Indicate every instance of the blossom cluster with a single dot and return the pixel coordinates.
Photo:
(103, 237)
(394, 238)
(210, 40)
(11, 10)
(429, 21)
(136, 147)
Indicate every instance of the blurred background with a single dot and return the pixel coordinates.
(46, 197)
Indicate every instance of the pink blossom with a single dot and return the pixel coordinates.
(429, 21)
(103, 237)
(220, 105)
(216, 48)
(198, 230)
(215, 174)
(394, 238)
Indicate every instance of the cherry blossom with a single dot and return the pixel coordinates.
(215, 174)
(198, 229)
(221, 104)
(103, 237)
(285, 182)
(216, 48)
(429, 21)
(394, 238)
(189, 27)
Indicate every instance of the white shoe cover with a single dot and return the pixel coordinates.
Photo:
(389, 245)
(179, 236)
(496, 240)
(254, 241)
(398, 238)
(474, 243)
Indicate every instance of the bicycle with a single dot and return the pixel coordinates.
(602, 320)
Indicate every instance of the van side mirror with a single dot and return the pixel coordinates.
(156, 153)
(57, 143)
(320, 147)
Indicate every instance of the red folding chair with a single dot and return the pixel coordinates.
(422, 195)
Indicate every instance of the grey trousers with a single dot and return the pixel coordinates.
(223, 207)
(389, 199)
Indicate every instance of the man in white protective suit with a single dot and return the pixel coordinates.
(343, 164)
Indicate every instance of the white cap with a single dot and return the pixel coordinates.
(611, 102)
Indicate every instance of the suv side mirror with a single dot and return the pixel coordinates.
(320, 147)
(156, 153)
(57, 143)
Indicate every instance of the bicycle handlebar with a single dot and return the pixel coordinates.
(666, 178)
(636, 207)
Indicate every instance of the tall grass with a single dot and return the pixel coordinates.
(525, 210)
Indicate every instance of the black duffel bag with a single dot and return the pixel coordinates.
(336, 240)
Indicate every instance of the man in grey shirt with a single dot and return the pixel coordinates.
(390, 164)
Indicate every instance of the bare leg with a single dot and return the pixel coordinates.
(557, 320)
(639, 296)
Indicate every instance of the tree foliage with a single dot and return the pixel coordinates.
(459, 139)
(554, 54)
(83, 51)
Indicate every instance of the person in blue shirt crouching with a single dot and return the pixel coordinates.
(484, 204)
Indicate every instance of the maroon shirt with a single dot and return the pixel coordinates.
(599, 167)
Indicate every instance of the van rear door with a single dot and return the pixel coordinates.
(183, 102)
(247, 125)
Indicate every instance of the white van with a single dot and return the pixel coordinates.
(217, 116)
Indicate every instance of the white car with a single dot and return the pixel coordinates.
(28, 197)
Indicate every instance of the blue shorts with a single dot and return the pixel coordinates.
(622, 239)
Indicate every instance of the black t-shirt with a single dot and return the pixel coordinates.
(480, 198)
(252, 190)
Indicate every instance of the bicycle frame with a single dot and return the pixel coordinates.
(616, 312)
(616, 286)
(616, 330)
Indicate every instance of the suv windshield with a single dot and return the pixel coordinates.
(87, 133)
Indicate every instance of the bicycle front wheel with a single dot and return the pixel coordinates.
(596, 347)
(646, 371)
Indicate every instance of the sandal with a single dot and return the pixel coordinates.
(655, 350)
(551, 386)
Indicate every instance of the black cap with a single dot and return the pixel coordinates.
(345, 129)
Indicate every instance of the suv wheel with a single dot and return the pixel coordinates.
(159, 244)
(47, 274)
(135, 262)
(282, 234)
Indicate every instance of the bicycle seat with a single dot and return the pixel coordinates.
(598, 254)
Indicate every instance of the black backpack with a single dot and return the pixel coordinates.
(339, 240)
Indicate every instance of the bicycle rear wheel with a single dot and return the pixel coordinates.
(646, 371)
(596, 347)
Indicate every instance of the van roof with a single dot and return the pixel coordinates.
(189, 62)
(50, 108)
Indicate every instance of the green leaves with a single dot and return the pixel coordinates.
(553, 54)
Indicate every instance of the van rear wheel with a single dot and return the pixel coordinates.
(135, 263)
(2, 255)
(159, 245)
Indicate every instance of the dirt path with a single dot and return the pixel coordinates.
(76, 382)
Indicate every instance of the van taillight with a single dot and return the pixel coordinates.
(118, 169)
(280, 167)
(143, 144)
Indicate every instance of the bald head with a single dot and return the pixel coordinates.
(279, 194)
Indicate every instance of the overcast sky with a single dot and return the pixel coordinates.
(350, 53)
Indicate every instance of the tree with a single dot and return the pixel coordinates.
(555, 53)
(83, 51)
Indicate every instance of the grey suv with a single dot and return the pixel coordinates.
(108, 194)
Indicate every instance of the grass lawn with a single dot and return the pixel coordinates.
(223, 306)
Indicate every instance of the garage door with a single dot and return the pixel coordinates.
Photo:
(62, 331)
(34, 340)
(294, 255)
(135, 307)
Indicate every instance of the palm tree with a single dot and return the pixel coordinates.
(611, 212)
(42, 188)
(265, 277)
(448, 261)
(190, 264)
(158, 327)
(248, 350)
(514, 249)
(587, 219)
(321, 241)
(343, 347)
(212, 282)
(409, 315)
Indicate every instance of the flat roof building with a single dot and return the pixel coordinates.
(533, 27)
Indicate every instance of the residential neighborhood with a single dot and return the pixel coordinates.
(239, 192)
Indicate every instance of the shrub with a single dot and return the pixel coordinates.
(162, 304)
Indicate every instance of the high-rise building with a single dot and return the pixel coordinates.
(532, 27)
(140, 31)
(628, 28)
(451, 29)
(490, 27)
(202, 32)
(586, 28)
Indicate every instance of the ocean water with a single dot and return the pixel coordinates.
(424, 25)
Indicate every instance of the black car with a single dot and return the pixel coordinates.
===
SET PROBLEM ::
Write out all the rows above again, substituting "single point" for every occurrence of "single dot" and leaving everything else the same.

CORRECT OUTPUT ::
Indicate every instance of the blossom cluster with a single point and return the pixel coordinates.
Photo:
(103, 237)
(394, 238)
(210, 40)
(11, 10)
(429, 21)
(136, 147)
Indicate every instance of the blurred background with a single point and return the pixel coordinates.
(46, 197)
Indicate every instance of the pink blossom with a single point and return the pixel coordinates.
(429, 21)
(103, 237)
(220, 105)
(216, 48)
(198, 230)
(215, 174)
(394, 238)
Indicate every instance of the cherry blossom with a single point and return the pixel coordinates.
(215, 174)
(198, 229)
(221, 104)
(103, 237)
(285, 182)
(216, 48)
(429, 21)
(394, 238)
(189, 27)
Indicate every instance of the white shoe cover with a single point and return the pixel coordinates.
Photo:
(389, 245)
(179, 236)
(496, 240)
(254, 241)
(398, 238)
(474, 243)
Indicate every instance of the bicycle with a single point and return the pixel coordinates.
(602, 320)
Indicate every instance of the van side mirror with a single point and return the pixel coordinates.
(156, 153)
(57, 143)
(320, 147)
Indicate every instance of the red folding chair with a single point and return the pixel coordinates.
(422, 195)
Indicate every instance of the grey trousers with a single point and return the pixel coordinates.
(223, 207)
(389, 199)
Indicate every instance of the man in white protective suit with a single point and return the pixel coordinates.
(343, 164)
Indicate every instance of the white cap with a single point and return the pixel coordinates.
(611, 102)
Indicate every instance of the suv side mirror with a single point and return the pixel coordinates.
(320, 147)
(156, 153)
(57, 143)
Indicate every instance of the bicycle handlebar with a single point and return the pixel coordinates.
(666, 178)
(636, 207)
Indicate every instance of the tall grass with a single point and return the pixel coordinates.
(525, 210)
Indicate every instance of the black duffel bag with a single point and return the pixel coordinates.
(336, 240)
Indicate every instance of the man in grey shirt with a single point and return the pixel coordinates.
(390, 164)
Indicate every instance of the bare leg with a single point and return the pixel coordinates.
(557, 320)
(639, 296)
Indicate every instance of the tree foliage with a single point and return the pixel coordinates.
(459, 139)
(554, 54)
(83, 51)
Indicate every instance of the person in blue shirt crouching with a single point and return the pixel coordinates.
(484, 204)
Indicate every instance of the maroon shirt with a single point and return the pixel coordinates.
(599, 167)
Indicate every instance of the van rear door with a single point and return the pixel coordinates.
(183, 102)
(247, 125)
Indicate every instance of the white van with a single point and return the pixel coordinates.
(217, 116)
Indicate every instance of the white car with a single point and return the pixel coordinates.
(28, 197)
Indicate every instance of the blue shorts with a single point and return the pixel coordinates.
(622, 239)
Indicate every instance of the black t-shirt with a single point and return the pixel coordinates.
(480, 198)
(252, 190)
Indicate every instance of the bicycle frame with a single point and return the pixel coordinates.
(616, 312)
(616, 286)
(616, 330)
Indicate every instance of the suv windshield with a single point and return the pixel coordinates.
(87, 133)
Indicate every instance of the bicycle front wheel with a single point and return the pixel coordinates.
(596, 347)
(646, 371)
Indicate every instance of the sandal with a single point and return the pixel coordinates.
(655, 350)
(551, 386)
Indicate every instance of the black cap with a single point and return the pixel coordinates.
(345, 129)
Indicate every instance of the suv wheel with a single point and return the pixel coordinates.
(159, 244)
(47, 274)
(135, 262)
(282, 234)
Indicate every instance of the bicycle seat with a single point and return the pixel coordinates.
(598, 254)
Indicate every instance of the black backpack with a single point and return the pixel coordinates.
(339, 240)
Indicate every instance of the bicycle rear wheel with a single point and return the pixel coordinates.
(646, 371)
(596, 347)
Indicate every instance of the van roof with a single point and return the pixel coordinates.
(189, 62)
(50, 108)
Indicate every instance of the green leaves with a single point and return the pixel coordinates.
(553, 54)
Indicate every instance of the van rear wheel with a single point and return the pixel coordinates.
(135, 263)
(2, 255)
(159, 245)
Indicate every instance of the dirt path with a single point and return the pixel coordinates.
(76, 382)
Indicate every instance of the van taillight with a single point and return the pixel coordinates.
(118, 169)
(280, 167)
(143, 144)
Indicate every instance of the bald head with a single point and return the pixel coordinates.
(279, 194)
Indicate every instance of the overcast sky with a single point and return the pixel coordinates.
(350, 53)
Indicate every instance of the tree with a single point and return the pixel coordinates.
(555, 53)
(83, 51)
Indicate every instance of the grey suv with a single point and return the pixel coordinates.
(108, 194)
Indicate every instance of the grass lawn with a single point and return the pixel coordinates.
(223, 306)
Indicate every instance of the garage door with a single point and return the pixel coordinates.
Photo:
(62, 331)
(34, 340)
(294, 255)
(135, 307)
Indicate every instance of the palm tree with a single point and return the pixel coordinates.
(611, 212)
(42, 188)
(265, 277)
(448, 261)
(190, 264)
(158, 327)
(248, 350)
(514, 249)
(587, 219)
(321, 241)
(343, 347)
(212, 282)
(409, 315)
Indicate every instance of the flat roof building with a single point and return the pixel coordinates.
(533, 27)
Indicate every instance of the residential neighborhood with a single point and return the pixel coordinates.
(239, 192)
Indicate every instance of the shrub with a single point and return the pixel coordinates.
(162, 304)
Indicate every instance of the high-rise building with a single point and return the pixel coordinates.
(532, 27)
(140, 31)
(628, 28)
(451, 29)
(490, 27)
(202, 32)
(586, 28)
Indicate every instance of the ocean water with a single point and return the pixel coordinates.
(424, 25)
Indicate every instance of the black car with a single point and return the pixel coordinates.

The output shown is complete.